What the task asks ▸ Only the lines from the line holding "shoe. Do not add anything beyond the points." to the last line should be output, each exactly as given.
──────────
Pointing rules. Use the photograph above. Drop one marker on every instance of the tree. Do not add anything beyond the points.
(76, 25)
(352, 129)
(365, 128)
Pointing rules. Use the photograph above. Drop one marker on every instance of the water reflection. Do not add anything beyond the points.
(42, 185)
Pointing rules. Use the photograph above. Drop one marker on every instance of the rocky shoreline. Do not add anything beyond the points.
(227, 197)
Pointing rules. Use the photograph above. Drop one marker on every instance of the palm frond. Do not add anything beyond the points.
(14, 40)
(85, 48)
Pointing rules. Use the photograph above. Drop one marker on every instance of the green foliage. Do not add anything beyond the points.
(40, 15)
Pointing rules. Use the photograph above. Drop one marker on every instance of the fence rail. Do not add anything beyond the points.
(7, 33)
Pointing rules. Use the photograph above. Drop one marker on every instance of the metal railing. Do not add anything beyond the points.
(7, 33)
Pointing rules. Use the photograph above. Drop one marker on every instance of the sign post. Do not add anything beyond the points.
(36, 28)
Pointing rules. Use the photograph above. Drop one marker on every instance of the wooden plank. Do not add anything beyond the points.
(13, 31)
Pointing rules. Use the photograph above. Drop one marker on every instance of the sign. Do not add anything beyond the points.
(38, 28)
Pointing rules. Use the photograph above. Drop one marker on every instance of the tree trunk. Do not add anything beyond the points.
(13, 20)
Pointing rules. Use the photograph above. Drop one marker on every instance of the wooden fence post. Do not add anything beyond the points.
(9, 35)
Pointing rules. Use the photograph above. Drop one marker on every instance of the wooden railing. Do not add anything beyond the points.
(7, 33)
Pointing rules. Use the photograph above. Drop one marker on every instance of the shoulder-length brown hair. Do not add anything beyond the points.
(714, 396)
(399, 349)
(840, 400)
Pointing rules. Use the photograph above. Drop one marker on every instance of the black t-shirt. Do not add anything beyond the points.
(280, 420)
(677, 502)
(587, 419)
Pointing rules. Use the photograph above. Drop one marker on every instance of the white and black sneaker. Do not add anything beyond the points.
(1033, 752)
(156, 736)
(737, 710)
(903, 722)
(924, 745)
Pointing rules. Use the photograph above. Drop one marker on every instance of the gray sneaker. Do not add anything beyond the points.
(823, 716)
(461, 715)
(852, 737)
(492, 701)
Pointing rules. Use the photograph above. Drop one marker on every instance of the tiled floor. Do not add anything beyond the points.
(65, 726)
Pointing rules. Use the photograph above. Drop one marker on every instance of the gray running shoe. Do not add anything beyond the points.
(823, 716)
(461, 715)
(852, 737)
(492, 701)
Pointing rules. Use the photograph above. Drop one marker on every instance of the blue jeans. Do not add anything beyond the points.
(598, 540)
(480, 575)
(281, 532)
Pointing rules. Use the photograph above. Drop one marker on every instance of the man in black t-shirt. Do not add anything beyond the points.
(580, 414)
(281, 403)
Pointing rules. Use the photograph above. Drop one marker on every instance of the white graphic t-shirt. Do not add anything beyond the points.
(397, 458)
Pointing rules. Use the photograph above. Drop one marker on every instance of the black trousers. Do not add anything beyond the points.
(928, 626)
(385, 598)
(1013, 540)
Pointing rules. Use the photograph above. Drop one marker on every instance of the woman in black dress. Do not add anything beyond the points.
──────────
Answer ▸
Pointing rules. Use the photograph above. Drop one marker on every instance of the gray running shoe. Do not add anything beyond the points.
(823, 716)
(461, 715)
(852, 737)
(492, 701)
Pointing rules. Use the photograph above. Drop one marker on every instance of the blue jeans. Do not add anything beyond the points.
(598, 540)
(480, 575)
(281, 532)
Pointing rules. Use the photograph above. Drop one marker on every instance of the man in black t-shirt. Do not add anything beyond the points.
(580, 414)
(281, 403)
Pointing rules. Use the photograph above. Drop one marker on every instance of the white graphic t-shirt. Do not add anything beyond the points.
(397, 458)
Pointing rules. Use the photograph above. Drop one marker on every instance of the black trousers. Do not add anything beyond the points.
(928, 626)
(385, 598)
(1013, 540)
Pointing rules. Use the photograph above. Drop one marker on every instance of the woman in black dress. Do not add anything beyond the points.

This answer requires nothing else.